== Segment start ==

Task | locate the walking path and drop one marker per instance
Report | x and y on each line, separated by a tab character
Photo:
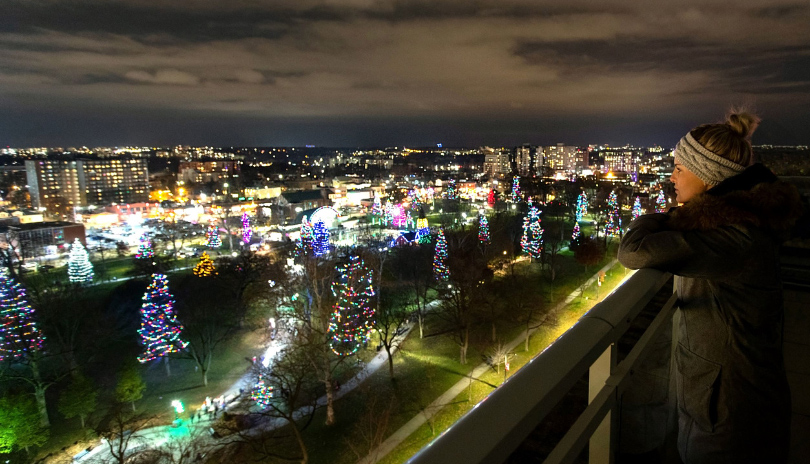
447	397
157	436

== Segment end ==

When copying the records above, please match them exactly but leave out all pictures.

> [Answer to the exercise]
Task | locate the walking path and drop one marker per instance
Report | x and y on each line, separated by a tab character
Photo:
447	397
157	436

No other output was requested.